____ Records provided
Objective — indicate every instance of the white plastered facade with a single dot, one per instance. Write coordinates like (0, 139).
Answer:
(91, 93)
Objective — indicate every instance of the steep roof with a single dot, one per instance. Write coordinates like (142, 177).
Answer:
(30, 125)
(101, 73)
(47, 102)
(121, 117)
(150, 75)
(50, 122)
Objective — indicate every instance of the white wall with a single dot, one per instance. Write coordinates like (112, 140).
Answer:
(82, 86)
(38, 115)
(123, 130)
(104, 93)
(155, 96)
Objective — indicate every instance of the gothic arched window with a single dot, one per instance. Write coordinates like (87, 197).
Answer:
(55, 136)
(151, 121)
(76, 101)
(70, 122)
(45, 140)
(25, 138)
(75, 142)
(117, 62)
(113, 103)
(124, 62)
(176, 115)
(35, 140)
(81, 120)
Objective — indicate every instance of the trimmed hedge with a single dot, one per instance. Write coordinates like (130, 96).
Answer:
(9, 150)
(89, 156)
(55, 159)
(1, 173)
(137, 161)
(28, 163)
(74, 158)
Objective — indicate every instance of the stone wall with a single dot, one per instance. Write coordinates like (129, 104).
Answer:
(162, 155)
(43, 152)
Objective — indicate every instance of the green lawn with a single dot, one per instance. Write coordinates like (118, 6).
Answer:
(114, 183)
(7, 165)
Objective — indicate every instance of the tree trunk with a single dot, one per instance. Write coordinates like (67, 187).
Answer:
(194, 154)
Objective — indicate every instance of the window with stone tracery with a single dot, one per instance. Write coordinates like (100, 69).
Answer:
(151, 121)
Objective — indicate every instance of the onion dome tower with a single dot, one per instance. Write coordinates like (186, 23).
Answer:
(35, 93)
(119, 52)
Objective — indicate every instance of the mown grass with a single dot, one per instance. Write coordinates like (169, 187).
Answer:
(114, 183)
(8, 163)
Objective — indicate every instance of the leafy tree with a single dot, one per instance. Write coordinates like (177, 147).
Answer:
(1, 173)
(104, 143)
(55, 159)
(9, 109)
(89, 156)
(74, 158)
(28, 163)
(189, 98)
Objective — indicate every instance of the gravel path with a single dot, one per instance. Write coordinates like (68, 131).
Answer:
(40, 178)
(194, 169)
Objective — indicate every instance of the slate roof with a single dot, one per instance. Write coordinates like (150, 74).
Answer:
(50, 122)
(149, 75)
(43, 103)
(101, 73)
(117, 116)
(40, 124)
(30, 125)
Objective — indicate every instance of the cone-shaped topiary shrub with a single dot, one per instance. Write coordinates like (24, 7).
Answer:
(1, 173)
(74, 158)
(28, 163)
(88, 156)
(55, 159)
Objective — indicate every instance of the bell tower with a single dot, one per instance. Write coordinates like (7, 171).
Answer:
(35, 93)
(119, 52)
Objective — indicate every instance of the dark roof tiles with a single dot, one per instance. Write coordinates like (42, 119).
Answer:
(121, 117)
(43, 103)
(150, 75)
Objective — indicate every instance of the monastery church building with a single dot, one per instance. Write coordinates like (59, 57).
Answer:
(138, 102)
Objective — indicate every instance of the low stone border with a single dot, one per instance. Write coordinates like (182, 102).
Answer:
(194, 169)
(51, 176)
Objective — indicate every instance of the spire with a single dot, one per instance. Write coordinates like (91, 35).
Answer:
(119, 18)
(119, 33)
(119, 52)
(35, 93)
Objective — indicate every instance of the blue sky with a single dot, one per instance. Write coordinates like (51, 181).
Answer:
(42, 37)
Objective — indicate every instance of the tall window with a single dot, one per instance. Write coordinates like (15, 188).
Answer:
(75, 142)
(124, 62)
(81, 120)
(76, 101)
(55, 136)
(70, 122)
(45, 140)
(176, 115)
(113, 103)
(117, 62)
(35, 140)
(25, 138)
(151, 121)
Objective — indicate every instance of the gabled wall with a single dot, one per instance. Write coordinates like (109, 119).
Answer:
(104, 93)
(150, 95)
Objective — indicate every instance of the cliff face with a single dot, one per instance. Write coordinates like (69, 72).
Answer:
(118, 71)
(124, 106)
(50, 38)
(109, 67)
________
◆ Task directions: After counting the lines of the records above that hold the word "white", give the total and nothing else.

◆ Answer to this task: 2